Reproduce the lines verbatim, starting at the one containing "One point belongs on each instance of the green captain" and ending at the one containing "(1228, 428)".

[Stored dataset items]
═══

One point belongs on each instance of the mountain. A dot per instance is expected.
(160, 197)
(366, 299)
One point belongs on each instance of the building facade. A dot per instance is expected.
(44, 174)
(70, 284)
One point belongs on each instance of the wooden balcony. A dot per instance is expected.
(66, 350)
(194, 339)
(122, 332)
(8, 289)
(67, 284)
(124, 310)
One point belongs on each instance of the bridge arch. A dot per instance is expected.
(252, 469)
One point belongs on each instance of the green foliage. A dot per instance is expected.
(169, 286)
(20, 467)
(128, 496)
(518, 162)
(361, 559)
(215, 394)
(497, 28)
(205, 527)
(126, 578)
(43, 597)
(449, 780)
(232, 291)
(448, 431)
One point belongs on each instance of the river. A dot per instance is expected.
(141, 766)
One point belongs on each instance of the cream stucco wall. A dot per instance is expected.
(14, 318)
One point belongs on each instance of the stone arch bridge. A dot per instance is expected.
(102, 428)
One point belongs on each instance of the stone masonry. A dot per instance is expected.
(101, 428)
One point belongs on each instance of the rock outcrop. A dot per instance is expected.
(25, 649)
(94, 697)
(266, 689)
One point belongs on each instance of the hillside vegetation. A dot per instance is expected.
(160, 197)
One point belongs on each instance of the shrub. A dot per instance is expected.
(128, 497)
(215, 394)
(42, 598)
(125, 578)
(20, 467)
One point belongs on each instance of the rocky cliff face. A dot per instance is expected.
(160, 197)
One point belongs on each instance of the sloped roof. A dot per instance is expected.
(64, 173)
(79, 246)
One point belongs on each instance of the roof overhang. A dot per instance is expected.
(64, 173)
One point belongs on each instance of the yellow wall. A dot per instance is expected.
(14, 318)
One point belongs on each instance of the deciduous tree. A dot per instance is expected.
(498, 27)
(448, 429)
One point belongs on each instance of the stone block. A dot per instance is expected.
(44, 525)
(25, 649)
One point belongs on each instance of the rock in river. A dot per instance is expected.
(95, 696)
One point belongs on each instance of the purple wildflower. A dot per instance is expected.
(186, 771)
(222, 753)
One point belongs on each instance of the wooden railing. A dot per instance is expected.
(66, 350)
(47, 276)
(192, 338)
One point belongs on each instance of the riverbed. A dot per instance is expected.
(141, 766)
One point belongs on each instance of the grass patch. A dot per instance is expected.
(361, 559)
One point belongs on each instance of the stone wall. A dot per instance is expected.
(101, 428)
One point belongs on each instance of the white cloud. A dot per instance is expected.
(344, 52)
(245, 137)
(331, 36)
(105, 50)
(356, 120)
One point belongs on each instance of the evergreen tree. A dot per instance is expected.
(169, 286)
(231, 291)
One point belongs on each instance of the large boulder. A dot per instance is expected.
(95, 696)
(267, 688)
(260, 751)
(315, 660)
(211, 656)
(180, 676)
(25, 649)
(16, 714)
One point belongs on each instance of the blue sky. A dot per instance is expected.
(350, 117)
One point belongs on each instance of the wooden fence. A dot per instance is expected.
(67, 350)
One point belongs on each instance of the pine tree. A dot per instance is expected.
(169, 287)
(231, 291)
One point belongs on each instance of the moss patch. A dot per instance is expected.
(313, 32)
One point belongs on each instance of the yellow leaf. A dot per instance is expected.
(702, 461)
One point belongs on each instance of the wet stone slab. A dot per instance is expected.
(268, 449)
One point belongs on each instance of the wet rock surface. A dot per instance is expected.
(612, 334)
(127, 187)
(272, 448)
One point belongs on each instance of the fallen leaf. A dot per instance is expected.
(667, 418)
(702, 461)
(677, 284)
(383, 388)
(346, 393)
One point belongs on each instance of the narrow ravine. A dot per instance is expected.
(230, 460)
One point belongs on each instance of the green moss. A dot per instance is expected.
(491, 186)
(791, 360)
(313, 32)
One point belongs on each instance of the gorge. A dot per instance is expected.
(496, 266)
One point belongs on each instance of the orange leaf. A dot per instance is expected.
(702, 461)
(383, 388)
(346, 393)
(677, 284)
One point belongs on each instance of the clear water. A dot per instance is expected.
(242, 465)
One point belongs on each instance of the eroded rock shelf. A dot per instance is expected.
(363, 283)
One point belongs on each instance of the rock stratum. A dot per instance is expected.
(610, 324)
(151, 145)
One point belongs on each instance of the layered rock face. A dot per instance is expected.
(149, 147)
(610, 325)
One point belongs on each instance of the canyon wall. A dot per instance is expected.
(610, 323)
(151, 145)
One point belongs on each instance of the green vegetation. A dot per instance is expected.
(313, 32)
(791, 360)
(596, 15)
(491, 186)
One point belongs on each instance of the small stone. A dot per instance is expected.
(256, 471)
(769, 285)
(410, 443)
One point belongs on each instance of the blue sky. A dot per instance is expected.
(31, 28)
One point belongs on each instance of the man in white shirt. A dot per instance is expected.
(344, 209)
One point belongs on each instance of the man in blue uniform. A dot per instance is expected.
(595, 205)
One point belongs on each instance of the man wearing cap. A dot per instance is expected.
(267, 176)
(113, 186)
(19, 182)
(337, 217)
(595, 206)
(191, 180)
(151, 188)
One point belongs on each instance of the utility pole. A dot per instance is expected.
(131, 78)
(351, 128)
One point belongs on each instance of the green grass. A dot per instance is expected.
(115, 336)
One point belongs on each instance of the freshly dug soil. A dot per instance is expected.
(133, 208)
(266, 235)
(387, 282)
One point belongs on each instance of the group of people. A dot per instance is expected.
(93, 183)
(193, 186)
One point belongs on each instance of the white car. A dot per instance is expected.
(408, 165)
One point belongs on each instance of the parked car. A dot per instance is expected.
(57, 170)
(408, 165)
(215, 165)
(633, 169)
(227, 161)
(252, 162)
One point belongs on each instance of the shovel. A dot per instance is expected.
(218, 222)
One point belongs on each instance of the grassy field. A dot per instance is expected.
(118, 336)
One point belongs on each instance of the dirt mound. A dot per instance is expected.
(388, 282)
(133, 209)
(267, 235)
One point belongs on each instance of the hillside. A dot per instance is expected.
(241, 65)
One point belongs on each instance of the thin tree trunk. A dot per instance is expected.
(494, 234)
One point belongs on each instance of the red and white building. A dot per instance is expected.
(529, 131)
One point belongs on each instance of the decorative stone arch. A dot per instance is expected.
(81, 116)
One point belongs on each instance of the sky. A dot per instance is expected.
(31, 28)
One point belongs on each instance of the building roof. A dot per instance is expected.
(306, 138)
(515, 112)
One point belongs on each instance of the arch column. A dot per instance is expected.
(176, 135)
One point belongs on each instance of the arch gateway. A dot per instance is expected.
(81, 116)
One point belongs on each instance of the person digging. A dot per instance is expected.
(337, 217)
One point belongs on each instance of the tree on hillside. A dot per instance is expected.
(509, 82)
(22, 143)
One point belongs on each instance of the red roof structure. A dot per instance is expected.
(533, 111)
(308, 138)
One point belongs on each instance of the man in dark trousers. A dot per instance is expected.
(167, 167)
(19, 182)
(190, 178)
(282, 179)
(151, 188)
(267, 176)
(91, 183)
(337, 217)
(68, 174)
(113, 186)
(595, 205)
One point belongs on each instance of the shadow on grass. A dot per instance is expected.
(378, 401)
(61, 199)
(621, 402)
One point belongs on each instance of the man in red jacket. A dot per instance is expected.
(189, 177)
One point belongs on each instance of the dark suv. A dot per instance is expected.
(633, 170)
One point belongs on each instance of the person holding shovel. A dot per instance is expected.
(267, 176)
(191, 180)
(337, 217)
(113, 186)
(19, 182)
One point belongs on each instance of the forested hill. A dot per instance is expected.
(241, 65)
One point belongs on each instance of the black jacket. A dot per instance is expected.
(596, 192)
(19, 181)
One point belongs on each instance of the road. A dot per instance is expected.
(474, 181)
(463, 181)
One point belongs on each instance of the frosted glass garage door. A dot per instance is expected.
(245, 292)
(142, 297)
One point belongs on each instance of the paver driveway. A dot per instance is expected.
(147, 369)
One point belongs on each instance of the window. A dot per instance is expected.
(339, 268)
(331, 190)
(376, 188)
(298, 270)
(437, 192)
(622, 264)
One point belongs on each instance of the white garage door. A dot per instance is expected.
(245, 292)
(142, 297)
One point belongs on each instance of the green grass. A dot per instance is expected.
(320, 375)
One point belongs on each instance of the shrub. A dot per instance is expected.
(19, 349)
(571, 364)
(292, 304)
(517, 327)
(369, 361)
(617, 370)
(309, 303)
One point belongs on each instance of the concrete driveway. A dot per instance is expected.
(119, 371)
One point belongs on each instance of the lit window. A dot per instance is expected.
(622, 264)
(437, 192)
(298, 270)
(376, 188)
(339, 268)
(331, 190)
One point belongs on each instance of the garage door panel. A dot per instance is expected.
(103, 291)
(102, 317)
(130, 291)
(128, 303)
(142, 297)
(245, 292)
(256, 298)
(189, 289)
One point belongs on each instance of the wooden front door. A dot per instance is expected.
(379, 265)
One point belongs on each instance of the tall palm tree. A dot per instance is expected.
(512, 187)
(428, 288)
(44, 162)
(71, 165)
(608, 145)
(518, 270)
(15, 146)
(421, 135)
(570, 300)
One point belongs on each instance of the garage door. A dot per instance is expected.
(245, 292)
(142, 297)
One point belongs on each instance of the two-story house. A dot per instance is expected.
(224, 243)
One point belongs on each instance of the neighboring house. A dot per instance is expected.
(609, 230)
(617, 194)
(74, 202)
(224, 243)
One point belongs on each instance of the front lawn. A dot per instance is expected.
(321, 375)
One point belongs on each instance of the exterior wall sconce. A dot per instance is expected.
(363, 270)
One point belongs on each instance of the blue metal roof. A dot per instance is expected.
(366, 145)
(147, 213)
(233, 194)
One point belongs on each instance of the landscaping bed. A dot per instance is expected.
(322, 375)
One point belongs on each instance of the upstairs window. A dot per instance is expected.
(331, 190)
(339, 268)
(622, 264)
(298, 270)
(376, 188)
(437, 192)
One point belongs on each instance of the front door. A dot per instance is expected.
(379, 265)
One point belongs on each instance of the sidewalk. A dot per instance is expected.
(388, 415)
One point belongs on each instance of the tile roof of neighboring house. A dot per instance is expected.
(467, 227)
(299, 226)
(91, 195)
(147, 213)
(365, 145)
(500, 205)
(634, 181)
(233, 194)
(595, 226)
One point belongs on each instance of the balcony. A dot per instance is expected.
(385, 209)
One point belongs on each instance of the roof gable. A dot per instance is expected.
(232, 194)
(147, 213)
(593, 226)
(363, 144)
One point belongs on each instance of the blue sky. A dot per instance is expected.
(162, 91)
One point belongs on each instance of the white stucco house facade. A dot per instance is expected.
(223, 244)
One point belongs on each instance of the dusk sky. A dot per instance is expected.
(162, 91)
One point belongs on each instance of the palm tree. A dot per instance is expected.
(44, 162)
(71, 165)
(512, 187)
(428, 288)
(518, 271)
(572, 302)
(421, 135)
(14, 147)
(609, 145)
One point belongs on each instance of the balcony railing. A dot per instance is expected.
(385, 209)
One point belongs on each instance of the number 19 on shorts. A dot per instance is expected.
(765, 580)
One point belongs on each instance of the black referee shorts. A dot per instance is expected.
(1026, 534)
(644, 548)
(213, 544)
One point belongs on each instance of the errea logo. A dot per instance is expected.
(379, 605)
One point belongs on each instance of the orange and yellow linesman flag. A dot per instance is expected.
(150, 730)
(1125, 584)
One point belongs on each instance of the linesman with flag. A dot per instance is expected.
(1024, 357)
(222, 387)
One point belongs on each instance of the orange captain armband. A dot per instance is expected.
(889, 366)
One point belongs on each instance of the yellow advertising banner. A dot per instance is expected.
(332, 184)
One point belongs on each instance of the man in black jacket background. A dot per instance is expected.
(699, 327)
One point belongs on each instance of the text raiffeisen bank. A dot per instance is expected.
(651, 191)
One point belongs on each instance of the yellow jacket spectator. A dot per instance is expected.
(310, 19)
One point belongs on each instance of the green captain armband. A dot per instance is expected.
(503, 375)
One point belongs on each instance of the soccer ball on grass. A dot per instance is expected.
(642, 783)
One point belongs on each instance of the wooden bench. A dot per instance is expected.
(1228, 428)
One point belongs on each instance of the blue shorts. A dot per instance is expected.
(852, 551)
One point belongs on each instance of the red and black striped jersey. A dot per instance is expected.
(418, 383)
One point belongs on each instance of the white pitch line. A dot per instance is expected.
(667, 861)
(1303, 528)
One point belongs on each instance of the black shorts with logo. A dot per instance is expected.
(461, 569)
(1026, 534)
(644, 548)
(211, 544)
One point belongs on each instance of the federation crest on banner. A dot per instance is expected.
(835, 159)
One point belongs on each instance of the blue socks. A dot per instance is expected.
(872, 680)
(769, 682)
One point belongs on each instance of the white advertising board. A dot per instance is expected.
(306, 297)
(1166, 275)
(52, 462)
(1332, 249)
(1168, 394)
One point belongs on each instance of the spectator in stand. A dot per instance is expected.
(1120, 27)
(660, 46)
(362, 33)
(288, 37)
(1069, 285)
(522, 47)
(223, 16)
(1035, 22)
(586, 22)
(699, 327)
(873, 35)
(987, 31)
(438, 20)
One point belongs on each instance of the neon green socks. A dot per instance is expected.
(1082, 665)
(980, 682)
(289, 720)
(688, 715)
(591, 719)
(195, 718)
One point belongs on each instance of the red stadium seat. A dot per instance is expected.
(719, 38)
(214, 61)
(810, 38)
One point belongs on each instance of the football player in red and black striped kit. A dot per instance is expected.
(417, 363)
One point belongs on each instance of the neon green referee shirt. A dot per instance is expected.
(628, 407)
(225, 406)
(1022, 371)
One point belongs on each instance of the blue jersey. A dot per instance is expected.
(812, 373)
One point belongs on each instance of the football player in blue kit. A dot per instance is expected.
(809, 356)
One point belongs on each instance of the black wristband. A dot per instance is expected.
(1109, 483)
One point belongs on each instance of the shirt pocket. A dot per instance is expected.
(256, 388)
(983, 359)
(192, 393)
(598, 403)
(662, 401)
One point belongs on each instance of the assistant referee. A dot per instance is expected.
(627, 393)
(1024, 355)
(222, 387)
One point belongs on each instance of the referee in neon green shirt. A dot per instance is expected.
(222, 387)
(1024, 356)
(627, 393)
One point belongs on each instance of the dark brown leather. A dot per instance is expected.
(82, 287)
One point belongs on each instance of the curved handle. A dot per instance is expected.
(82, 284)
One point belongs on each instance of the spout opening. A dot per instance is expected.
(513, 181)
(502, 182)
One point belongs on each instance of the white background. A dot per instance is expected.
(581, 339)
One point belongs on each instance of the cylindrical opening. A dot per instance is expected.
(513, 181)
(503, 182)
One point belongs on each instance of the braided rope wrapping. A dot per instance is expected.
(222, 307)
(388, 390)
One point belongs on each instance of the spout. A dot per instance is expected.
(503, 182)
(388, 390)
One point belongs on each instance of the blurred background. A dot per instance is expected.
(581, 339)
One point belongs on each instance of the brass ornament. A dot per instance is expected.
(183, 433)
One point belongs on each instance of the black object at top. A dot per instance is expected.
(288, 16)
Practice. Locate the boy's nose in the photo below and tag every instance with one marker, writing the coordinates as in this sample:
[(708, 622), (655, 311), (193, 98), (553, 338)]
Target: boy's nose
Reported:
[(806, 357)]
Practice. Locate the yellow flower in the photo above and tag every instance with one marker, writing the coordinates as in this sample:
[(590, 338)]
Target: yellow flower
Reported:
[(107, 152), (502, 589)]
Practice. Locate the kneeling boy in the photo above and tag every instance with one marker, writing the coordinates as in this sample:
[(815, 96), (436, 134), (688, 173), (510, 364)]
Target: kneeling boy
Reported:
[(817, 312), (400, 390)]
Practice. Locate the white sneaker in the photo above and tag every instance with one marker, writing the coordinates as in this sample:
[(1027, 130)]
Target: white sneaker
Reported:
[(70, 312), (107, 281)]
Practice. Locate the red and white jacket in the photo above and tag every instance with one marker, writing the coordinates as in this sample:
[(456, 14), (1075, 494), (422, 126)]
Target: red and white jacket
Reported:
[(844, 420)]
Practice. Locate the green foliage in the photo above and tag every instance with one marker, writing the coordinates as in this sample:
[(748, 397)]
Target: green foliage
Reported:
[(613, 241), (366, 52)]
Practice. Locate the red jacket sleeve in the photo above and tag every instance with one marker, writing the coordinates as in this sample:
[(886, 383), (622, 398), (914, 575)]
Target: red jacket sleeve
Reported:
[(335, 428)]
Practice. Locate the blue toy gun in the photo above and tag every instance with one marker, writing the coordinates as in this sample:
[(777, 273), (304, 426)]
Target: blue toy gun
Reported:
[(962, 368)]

═══

Written solution
One point belongs on each instance of the green captain armband. A dot per instance is expected.
(503, 375)
One point belongs on each instance of the soccer ball on grass. A dot per instance is expected.
(642, 783)
One point belongs on each instance of the wooden bench. A dot per instance is expected.
(1228, 428)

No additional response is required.